**Directions:**
A - Translate this sentence from the blog post into Spanish: "Sure, my parents' mutual relative died in the sixteenth century, but still."
B - In the blog post, where is the grave of the parents' common ancestor?
C - Extract the blog post's text from "Saturday, May 7, 2011" up to and including "Insects on us.".

**Document segment:**
Saturday, May 7, 2011

Inbreeding, Plagues, and Glorious Messes of All Kinds

Here' s a bit of Morrison family humor: My parents are traveling around the UK and Europe and have made a detour in order to pay their respects at the grave of their common ancestor in Dorset. It seems I am the twisted progeny of an incestuous marriage. Sure, my parents' mutual relative died in the sixteenth century, but still. Inbreeding. Incest. My parents have gone all Angels & Insects on us.

Meanwhile, at home in Seattle, a plague has befallen us: the husband has the bubonic and I am flirting with it but keeping it at bay with loads of zinc and good theater: I always believe in doing more when I'm getting sick-- I have this theory that nothing beats a cold like the will to live. And what reasons for living have I enjoyed this week! Mike Daisey's The Agony and Ecstasy of Steve Jobs at Seattle Rep, and last night Elizabeth Kenny's Sick at New City Theater. It's also Solo Performance Festival time at Theatre Off-Jackson, and I'm planning to catch Troy Mink and Matt Smith, two of the finest jewels in Seattle's crown, in the coming week. Plague, be gone! I will make offerings to the god of inbred children, that he may forgive me the sins of my forefathers!

**Provided material:**
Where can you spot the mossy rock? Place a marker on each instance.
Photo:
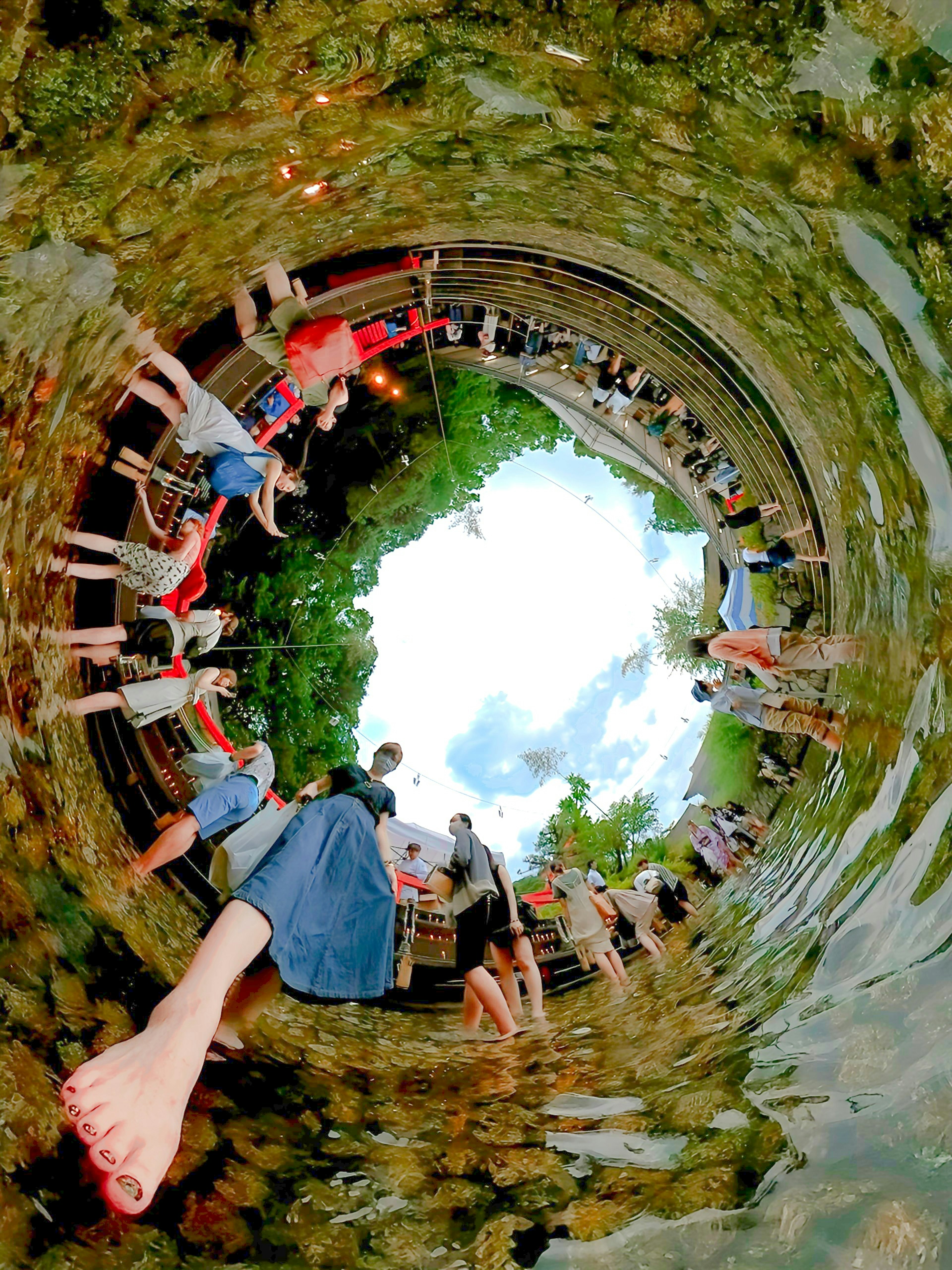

**Solved problems:**
A - Claro, el pariente común de mis padres murió en el siglo XVI, pero aun así.

B - In Dorset.

C -
Saturday, May 7, 2011

Inbreeding, Plagues, and Glorious Messes of All Kinds

Here' s a bit of Morrison family humor: My parents are traveling around the UK and Europe and have made a detour in order to pay their respects at the grave of their common ancestor in Dorset. It seems I am the twisted progeny of an incestuous marriage. Sure, my parents' mutual relative died in the sixteenth century, but still. Inbreeding. Incest. My parents have gone all Angels & Insects on us.